• **Brief**
Look through the data below and, wherever a line carries the word "negative", please copy that line.

• **Material supplied**
──────
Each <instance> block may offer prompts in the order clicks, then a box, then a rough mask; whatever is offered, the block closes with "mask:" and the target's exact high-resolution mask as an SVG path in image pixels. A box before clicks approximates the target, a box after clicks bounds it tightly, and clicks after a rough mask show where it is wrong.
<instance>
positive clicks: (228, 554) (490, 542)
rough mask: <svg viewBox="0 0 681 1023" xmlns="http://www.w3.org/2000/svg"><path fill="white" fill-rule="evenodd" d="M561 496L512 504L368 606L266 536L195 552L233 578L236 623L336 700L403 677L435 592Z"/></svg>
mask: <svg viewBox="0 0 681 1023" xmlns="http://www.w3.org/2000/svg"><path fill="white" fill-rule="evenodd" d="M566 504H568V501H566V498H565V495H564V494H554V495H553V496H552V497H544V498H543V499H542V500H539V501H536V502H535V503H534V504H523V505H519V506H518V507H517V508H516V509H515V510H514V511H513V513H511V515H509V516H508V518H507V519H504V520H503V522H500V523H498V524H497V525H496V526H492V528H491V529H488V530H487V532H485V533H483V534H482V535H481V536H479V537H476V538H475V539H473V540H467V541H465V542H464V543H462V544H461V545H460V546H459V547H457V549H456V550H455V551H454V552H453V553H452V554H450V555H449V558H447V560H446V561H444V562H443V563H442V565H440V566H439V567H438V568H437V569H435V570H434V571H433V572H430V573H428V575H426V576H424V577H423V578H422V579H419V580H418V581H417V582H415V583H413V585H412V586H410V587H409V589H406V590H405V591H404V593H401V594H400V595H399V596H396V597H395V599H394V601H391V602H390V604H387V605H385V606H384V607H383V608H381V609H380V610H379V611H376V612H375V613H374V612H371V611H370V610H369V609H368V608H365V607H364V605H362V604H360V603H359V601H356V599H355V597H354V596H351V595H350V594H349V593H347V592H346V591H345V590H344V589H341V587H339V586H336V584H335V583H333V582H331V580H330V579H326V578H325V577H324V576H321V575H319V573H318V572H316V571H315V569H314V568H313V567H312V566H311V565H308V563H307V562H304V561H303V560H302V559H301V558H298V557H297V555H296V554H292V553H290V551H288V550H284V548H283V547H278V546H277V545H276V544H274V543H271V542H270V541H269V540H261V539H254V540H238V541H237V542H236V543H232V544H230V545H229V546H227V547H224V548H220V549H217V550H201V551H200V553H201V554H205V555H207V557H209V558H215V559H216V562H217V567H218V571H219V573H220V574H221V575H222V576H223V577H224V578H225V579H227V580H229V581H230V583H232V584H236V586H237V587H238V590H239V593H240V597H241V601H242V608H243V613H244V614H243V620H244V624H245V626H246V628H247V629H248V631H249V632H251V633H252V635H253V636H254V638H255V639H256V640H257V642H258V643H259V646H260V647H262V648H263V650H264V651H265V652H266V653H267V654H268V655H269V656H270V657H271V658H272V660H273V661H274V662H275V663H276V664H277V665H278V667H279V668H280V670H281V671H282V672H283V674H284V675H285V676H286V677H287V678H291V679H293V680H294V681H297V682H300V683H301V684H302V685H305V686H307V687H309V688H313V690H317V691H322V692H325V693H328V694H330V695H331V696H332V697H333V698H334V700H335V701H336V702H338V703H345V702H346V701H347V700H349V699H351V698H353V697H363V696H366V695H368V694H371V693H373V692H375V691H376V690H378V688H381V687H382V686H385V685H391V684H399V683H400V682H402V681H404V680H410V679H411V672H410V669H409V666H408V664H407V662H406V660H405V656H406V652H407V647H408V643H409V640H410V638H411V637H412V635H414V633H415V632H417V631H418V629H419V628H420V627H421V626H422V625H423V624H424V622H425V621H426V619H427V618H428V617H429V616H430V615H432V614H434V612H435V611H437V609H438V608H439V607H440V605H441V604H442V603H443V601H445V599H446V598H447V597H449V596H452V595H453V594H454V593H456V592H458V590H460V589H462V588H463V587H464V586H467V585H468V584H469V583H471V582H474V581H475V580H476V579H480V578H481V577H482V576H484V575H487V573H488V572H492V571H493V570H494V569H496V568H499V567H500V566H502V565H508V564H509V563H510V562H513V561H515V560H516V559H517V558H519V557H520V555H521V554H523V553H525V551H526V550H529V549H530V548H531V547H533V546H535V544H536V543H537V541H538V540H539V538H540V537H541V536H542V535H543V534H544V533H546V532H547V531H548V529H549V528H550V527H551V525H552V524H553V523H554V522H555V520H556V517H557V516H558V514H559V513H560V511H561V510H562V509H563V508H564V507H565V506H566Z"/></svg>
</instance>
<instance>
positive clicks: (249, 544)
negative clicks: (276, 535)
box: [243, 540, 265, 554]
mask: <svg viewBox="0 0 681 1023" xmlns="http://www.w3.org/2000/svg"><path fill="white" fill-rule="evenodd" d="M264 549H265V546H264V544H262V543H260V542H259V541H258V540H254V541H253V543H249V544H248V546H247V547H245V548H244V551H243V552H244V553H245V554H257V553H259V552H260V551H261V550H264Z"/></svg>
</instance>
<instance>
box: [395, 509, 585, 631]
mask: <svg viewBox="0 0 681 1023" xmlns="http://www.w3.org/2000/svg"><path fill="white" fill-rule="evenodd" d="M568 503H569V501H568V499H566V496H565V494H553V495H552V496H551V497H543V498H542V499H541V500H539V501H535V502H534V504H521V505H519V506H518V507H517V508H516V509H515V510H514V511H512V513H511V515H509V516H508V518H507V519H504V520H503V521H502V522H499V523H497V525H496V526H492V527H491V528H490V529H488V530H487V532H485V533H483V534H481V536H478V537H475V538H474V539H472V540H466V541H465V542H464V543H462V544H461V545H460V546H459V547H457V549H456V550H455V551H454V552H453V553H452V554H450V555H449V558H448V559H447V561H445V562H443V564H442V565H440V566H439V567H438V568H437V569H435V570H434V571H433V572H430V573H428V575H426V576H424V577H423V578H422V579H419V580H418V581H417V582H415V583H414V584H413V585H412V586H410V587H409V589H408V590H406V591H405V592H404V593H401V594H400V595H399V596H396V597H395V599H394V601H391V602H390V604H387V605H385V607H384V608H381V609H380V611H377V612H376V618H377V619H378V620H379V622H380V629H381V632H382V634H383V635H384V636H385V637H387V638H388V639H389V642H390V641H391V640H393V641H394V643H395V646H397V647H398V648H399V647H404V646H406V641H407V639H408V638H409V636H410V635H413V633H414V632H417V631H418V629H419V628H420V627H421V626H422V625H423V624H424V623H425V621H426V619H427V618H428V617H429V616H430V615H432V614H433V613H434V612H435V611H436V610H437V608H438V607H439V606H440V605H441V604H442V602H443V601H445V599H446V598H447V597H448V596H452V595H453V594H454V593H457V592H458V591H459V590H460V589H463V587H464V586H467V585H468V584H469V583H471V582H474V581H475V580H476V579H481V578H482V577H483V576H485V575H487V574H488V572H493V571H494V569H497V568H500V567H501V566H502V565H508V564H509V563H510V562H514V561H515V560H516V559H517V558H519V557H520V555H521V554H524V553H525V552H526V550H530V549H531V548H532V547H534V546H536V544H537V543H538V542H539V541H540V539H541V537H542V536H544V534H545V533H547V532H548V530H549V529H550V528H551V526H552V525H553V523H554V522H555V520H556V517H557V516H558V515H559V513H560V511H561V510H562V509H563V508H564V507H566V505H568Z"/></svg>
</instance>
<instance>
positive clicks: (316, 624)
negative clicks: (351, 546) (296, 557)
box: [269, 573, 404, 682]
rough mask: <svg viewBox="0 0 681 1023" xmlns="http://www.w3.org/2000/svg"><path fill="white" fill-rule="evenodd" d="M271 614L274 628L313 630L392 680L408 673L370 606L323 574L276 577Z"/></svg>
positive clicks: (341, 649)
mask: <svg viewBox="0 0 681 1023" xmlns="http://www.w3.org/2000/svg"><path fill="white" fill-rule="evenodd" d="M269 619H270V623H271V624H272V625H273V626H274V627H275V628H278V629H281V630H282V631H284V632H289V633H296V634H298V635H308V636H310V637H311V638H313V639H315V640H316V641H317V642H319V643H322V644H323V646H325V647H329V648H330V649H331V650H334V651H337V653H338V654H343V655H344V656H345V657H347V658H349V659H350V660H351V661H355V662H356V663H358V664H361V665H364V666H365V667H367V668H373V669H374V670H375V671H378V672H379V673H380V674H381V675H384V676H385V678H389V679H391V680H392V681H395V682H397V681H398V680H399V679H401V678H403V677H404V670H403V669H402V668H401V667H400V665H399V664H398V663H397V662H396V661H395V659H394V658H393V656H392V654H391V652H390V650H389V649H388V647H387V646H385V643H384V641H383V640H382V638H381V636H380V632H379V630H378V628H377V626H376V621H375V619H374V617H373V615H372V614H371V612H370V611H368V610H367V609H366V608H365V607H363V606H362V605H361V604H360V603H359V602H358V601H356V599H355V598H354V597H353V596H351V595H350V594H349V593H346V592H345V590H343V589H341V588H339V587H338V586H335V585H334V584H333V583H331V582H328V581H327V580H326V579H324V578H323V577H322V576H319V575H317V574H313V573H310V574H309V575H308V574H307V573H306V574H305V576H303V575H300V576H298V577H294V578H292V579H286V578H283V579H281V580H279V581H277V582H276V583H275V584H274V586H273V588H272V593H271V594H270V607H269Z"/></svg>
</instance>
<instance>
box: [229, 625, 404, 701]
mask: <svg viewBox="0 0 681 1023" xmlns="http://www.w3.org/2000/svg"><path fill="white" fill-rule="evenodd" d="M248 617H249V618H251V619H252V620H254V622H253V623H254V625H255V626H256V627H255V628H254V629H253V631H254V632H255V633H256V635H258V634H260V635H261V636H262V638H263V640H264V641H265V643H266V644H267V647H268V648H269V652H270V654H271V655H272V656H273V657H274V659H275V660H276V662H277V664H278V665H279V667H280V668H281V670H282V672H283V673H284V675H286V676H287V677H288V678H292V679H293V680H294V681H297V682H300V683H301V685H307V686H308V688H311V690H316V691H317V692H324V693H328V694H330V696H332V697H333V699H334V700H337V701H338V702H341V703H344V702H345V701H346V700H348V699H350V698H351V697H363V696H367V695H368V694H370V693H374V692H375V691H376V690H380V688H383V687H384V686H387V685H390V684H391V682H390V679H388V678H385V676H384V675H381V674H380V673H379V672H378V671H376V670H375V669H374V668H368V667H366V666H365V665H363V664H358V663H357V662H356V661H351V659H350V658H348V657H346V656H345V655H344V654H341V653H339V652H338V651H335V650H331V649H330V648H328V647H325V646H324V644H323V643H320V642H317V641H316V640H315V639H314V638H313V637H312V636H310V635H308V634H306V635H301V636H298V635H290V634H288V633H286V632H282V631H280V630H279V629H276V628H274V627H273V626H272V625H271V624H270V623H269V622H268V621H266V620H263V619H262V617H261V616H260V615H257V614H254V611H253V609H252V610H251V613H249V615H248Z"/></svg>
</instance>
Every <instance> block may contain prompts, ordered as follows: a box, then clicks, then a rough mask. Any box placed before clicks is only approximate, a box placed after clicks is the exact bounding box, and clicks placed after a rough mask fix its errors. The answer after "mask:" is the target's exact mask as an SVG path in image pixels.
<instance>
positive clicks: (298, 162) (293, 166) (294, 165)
──────
• **Response below**
negative clicks: (276, 535)
negative clicks: (351, 546) (296, 557)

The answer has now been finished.